WHAT YOU WILL DO:
Reproduce what is written in the records below exactly, and leave out the images.
[GIVEN DATA Boundary: Start]
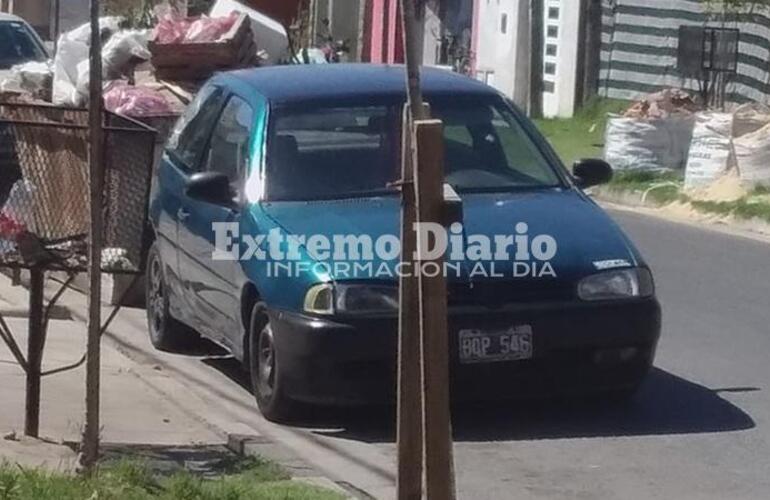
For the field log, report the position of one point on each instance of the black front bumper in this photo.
(577, 350)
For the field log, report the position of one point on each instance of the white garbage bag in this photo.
(752, 153)
(72, 50)
(711, 149)
(33, 78)
(648, 144)
(121, 49)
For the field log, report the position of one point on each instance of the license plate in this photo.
(479, 346)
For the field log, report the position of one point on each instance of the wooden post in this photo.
(410, 401)
(429, 183)
(35, 342)
(413, 57)
(90, 445)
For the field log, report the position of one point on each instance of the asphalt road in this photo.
(699, 429)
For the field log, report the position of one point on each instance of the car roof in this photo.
(318, 82)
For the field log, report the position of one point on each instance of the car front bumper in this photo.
(579, 348)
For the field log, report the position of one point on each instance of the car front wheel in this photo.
(265, 369)
(166, 333)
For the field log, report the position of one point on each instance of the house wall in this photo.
(502, 51)
(385, 44)
(501, 47)
(560, 57)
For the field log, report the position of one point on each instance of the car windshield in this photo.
(17, 45)
(353, 151)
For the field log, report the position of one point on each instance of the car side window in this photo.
(191, 133)
(229, 149)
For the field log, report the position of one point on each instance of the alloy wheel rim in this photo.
(266, 366)
(156, 296)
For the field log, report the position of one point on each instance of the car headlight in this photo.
(618, 284)
(329, 299)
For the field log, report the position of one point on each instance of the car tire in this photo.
(166, 333)
(265, 370)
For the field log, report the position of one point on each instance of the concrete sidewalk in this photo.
(132, 410)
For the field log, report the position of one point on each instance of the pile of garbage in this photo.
(33, 79)
(663, 104)
(176, 51)
(653, 134)
(670, 130)
(174, 29)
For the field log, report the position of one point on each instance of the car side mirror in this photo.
(210, 187)
(592, 173)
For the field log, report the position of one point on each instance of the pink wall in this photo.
(385, 41)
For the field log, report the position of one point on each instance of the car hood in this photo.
(587, 238)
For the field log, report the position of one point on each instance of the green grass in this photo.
(667, 185)
(581, 136)
(130, 480)
(756, 204)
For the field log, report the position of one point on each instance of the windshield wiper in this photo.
(504, 189)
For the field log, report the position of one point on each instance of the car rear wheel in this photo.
(265, 369)
(166, 333)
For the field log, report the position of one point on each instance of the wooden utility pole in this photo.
(410, 397)
(35, 343)
(536, 68)
(90, 446)
(424, 422)
(410, 405)
(428, 136)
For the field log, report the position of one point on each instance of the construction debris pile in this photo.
(143, 69)
(663, 104)
(669, 130)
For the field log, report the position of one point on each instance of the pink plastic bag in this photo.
(136, 101)
(171, 29)
(210, 29)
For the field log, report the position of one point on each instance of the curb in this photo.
(258, 446)
(636, 200)
(244, 445)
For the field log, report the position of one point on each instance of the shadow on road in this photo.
(666, 404)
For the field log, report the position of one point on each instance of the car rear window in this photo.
(17, 45)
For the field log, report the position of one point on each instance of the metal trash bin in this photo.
(44, 201)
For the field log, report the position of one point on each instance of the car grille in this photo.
(498, 293)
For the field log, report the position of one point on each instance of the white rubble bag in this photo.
(749, 118)
(752, 154)
(648, 144)
(710, 150)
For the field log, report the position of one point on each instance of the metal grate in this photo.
(44, 214)
(707, 49)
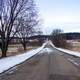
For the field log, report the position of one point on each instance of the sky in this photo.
(59, 14)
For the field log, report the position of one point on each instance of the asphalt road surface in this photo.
(53, 65)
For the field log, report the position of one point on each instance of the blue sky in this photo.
(62, 14)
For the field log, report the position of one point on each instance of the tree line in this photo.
(17, 18)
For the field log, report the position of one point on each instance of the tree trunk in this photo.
(4, 53)
(4, 50)
(24, 46)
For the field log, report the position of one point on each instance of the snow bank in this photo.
(70, 52)
(65, 50)
(9, 62)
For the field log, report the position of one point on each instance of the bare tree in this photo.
(27, 26)
(59, 39)
(10, 12)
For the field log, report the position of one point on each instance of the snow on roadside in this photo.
(70, 52)
(7, 63)
(65, 50)
(46, 50)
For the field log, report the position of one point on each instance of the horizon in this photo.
(59, 14)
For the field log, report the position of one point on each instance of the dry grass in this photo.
(17, 49)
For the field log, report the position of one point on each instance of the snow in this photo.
(65, 50)
(70, 52)
(7, 63)
(46, 50)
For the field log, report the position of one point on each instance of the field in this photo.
(75, 45)
(16, 49)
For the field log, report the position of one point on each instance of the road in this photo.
(53, 65)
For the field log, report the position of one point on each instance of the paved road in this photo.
(53, 65)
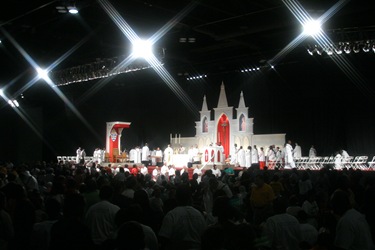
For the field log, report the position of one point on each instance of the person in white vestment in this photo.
(198, 171)
(289, 161)
(233, 158)
(168, 153)
(279, 157)
(137, 156)
(254, 157)
(155, 173)
(241, 157)
(248, 157)
(262, 158)
(164, 169)
(144, 170)
(158, 156)
(297, 151)
(196, 156)
(312, 152)
(132, 153)
(215, 171)
(271, 157)
(338, 160)
(145, 155)
(78, 154)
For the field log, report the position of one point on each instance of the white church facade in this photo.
(226, 129)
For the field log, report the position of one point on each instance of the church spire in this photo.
(242, 101)
(223, 103)
(204, 105)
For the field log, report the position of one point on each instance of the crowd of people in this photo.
(71, 206)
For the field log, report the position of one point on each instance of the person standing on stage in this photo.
(248, 157)
(158, 156)
(241, 157)
(262, 158)
(132, 155)
(82, 157)
(297, 151)
(137, 155)
(233, 159)
(255, 157)
(271, 157)
(289, 162)
(312, 152)
(78, 155)
(146, 155)
(168, 153)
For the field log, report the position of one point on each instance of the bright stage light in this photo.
(73, 10)
(312, 28)
(42, 73)
(142, 48)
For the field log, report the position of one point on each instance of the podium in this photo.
(113, 139)
(212, 155)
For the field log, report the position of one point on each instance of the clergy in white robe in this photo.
(312, 152)
(241, 157)
(145, 154)
(248, 157)
(78, 154)
(289, 162)
(233, 157)
(254, 156)
(297, 151)
(137, 155)
(132, 153)
(168, 153)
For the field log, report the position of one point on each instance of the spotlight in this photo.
(311, 50)
(329, 51)
(347, 48)
(356, 48)
(366, 47)
(319, 51)
(338, 49)
(72, 10)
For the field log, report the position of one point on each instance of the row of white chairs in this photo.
(72, 158)
(355, 162)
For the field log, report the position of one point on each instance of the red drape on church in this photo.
(223, 129)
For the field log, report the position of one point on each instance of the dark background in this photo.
(310, 98)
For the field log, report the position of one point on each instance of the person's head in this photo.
(106, 192)
(259, 180)
(183, 195)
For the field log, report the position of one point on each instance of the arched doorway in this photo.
(223, 130)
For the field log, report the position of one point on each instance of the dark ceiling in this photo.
(228, 36)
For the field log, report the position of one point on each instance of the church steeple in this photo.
(242, 101)
(223, 102)
(204, 105)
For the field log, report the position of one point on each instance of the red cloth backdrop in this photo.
(223, 128)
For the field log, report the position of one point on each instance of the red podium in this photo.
(113, 138)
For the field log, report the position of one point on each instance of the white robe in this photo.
(168, 153)
(145, 153)
(241, 157)
(297, 152)
(247, 158)
(78, 157)
(233, 157)
(289, 162)
(137, 155)
(254, 156)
[GIVEN DATA Boundary: End]
YOUR RESPONSE:
For the field log, report the position of one point on each instance of the black front bumper in this photo.
(577, 350)
For the field log, report the position of one point on each instance of the white garbage bag in this photo.
(752, 153)
(72, 50)
(711, 149)
(33, 78)
(648, 144)
(121, 49)
For the field log, report the position of one point on each instance of the license plate in this photo.
(479, 346)
For the field log, report the position of one point on each instance of the wooden post in this photo.
(410, 401)
(429, 183)
(35, 342)
(413, 57)
(90, 445)
For the field log, report the position of one point on each instance of the asphalt road in this photo.
(699, 429)
For the field log, report the position of one point on each instance of the car roof in this photo.
(318, 82)
For the field log, report the position of one point on each instance of the car front bumper in this photo.
(579, 348)
For the field log, report the position of one point on each instance of the car front wheel in this photo.
(265, 369)
(166, 333)
For the field log, report the position of one point on each instance of the house wall in this photo.
(502, 51)
(385, 44)
(501, 47)
(560, 57)
For the field log, report the position of one point on each instance of the car windshield in this photo.
(17, 45)
(353, 151)
For the field log, report the position of one point on each instance of the car side window in this photo.
(191, 133)
(229, 149)
For the field log, report the position of one point on each instance of the alloy wheel rim in this photo.
(266, 366)
(156, 296)
For the field log, report the position of one point on each instance of the car headlight in this photo.
(618, 284)
(329, 299)
For the field log, report the position of one point on each instance of the car tire in this photo.
(166, 333)
(265, 370)
For the field log, report the position of one point on each instance of the concrete sidewalk in this photo.
(132, 410)
For the field log, report the position of one point on each instance of the pile of garbage in this photo.
(33, 79)
(663, 104)
(176, 51)
(653, 134)
(670, 130)
(174, 29)
For the field log, report the position of one point on each instance of the car side mirror in this photo.
(210, 187)
(592, 173)
For the field log, report the position of one point on each instance of the pink wall in this photo.
(385, 41)
For the field log, report the position of one point on each instance of the car hood in this photo.
(587, 238)
For the field log, report the position of one point on each instance of the green grass in this photo.
(667, 185)
(581, 136)
(130, 480)
(756, 204)
For the field log, report the position of one point on each instance of the windshield wiper in this photo.
(504, 189)
For the field log, report the position of one point on each instance of the car rear wheel in this photo.
(265, 369)
(166, 333)
For the field log, report the position of one point on each instance of the wooden utility pole in this photo.
(410, 397)
(35, 343)
(536, 68)
(90, 446)
(424, 422)
(410, 405)
(428, 136)
For the field log, report the position of one point on each instance of the construction debris pile in this photo.
(143, 69)
(663, 104)
(669, 130)
For the field log, report the position of one point on each instance of the pink plastic bag in this photo.
(136, 101)
(171, 29)
(210, 29)
For the field log, report the position of one point on each instance of the curb in this photo.
(258, 446)
(636, 200)
(244, 445)
For the field log, report the position of one point on each instance of the shadow on road in this photo.
(666, 404)
For the field log, report the position of one point on each instance of the car rear window in this photo.
(17, 45)
For the field log, report the position of one point on each instance of the metal trash bin in this photo.
(44, 201)
For the field log, report the position of one point on each instance of the car grille in this photo.
(498, 293)
For the field log, report the position of one point on each instance of the white rubble bag in this photo.
(749, 118)
(752, 154)
(648, 144)
(710, 150)
For the field log, report the position of one point on each instance of the metal grate in this photo.
(44, 214)
(707, 49)
For the field log, report the position of one point on each instance of the sky in this photo.
(59, 14)
For the field log, report the position of one point on each instance of the asphalt road surface in this photo.
(53, 65)
For the field log, report the position of one point on each instance of the blue sky in this photo.
(62, 14)
For the field log, report the position of one point on each instance of the tree line in this photo.
(17, 18)
For the field log, report the position of one point on each instance of the tree trunk in this photo.
(4, 53)
(4, 50)
(24, 46)
For the field log, report the position of one point on each instance of the snow bank in this photo.
(70, 52)
(65, 50)
(9, 62)
For the field log, report the position of one point on each instance of the bare tree in this photo.
(27, 26)
(59, 39)
(10, 12)
For the field log, report the position of one point on each instance of the snow on roadside in this photo.
(70, 52)
(7, 63)
(65, 50)
(46, 50)
For the field log, report the position of one point on each instance of the horizon in this photo.
(59, 14)
For the field log, report the position of one point on each instance of the dry grass in this photo.
(17, 49)
For the field log, report the position of one point on each instance of the snow in this photo.
(65, 50)
(70, 52)
(7, 63)
(46, 50)
For the field log, report the position of one point on each instance of the field in this photo.
(75, 45)
(16, 49)
For the field log, report the position of one point on each instance of the road in this photo.
(53, 65)
For the field log, report the position of one point on each instance of the paved road in this photo.
(53, 65)
For the field log, report the position of one point on each instance of the person in white vestment in this photo.
(198, 171)
(289, 161)
(233, 158)
(168, 153)
(279, 157)
(137, 156)
(254, 157)
(155, 173)
(241, 157)
(248, 157)
(262, 158)
(164, 169)
(144, 170)
(158, 156)
(297, 151)
(196, 156)
(312, 152)
(132, 153)
(215, 171)
(271, 157)
(338, 160)
(145, 155)
(78, 154)
For the field log, report the position of one point on each instance of the white church facade in this photo.
(226, 129)
For the field log, report the position of one point on each instance of the church spire in this photo.
(242, 101)
(223, 103)
(204, 105)
For the field log, report the position of one point on each instance of the crowd of people in this photo.
(71, 206)
For the field log, report the position of one point on each instance of the person standing on stage in this photo.
(248, 157)
(158, 156)
(241, 157)
(262, 158)
(132, 155)
(82, 157)
(297, 151)
(137, 155)
(233, 159)
(255, 157)
(271, 157)
(289, 162)
(312, 152)
(78, 155)
(146, 155)
(168, 153)
For the field log, report the position of one point on each instance of the bright stage light in this photo.
(73, 10)
(312, 28)
(42, 73)
(142, 48)
For the field log, report the position of one point on each instance of the podium in this photo.
(113, 139)
(212, 155)
For the field log, report the position of one point on each instance of the clergy in white robe in this photo.
(312, 152)
(241, 157)
(145, 154)
(248, 157)
(78, 154)
(289, 162)
(233, 157)
(254, 156)
(297, 151)
(137, 155)
(132, 153)
(168, 153)
For the field log, report the position of one point on each instance of the spotlight in this photo.
(311, 50)
(329, 51)
(347, 48)
(356, 48)
(366, 47)
(319, 51)
(338, 49)
(72, 10)
For the field log, report the position of one point on each instance of the row of white chairs in this photo.
(72, 158)
(355, 162)
For the field log, report the position of one point on each instance of the red drape on church in this photo.
(223, 129)
For the field log, report the position of one point on each instance of the dark background in this photo.
(310, 98)
For the field log, report the position of one point on each instance of the person's head in this photo.
(106, 192)
(259, 180)
(183, 195)
For the field log, report the position of one point on each instance of the arched doorway in this photo.
(223, 130)
For the field log, report the position of one point on each instance of the dark ceiling in this photo.
(228, 36)
For the field log, report the position of one point on each instance of the church steeple in this photo.
(242, 101)
(223, 102)
(204, 105)
For the field log, report the position of one point on each instance of the red cloth backdrop in this photo.
(223, 128)
For the field log, report the position of one point on each instance of the red podium in this photo.
(113, 138)
For the field log, report the position of one point on each instance of the white robe in this photo.
(168, 153)
(145, 153)
(241, 157)
(297, 152)
(247, 158)
(78, 157)
(233, 157)
(289, 162)
(137, 155)
(254, 156)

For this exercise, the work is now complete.